# [The input]
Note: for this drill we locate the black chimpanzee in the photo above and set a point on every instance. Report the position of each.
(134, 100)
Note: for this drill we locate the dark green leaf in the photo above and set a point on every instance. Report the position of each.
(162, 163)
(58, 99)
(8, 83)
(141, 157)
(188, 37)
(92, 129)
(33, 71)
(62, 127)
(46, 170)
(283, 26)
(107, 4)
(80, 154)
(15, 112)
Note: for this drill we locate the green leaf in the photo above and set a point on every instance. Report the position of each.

---

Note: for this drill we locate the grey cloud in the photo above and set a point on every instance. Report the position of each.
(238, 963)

---

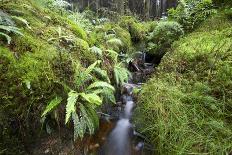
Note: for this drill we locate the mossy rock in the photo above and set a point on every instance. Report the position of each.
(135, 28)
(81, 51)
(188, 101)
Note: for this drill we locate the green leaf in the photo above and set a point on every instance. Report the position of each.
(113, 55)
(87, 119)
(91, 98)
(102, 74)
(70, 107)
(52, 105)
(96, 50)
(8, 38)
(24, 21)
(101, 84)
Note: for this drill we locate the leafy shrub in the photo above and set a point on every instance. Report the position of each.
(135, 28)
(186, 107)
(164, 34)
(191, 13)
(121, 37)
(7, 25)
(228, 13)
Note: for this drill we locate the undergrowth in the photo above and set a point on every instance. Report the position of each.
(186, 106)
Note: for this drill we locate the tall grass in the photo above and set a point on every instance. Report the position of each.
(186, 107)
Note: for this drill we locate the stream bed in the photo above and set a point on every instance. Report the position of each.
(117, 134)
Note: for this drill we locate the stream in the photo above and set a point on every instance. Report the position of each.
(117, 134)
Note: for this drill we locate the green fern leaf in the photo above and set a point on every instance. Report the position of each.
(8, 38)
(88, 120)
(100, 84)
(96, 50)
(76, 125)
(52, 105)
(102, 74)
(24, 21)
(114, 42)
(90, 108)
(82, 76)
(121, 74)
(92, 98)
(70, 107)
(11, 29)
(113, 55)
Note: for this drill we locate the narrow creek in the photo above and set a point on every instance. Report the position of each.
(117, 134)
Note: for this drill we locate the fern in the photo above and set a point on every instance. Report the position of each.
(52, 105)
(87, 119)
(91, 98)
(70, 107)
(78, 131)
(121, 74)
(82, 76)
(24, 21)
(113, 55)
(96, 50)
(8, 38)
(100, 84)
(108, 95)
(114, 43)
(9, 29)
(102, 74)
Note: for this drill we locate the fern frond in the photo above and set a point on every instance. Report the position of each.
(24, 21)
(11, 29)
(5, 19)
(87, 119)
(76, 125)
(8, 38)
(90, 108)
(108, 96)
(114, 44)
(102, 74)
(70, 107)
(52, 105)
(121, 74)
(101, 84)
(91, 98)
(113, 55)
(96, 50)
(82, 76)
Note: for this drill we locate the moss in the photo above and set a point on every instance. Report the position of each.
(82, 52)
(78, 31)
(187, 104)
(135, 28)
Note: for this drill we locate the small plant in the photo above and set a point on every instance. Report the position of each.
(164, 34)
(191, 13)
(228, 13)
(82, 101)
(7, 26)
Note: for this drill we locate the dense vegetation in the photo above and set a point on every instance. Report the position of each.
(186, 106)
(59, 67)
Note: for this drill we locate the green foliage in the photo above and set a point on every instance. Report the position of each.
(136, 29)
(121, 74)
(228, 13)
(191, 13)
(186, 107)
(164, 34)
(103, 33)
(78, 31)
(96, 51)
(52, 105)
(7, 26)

# [Directions]
Filter the listing above and copy out every line that contains the word "fern". Treat uppercase and lowercase as different.

# [Completed exercise]
Note: for this drill we locate the green fern leaf in the photo above and set a point on every instance. Report the position of each.
Note: for this drill we locate the fern in the photo above and set a point on every instance. Report the position of each.
Note: for this drill we locate the fern frond in the photo above and set a point on every instance. Report the position of each.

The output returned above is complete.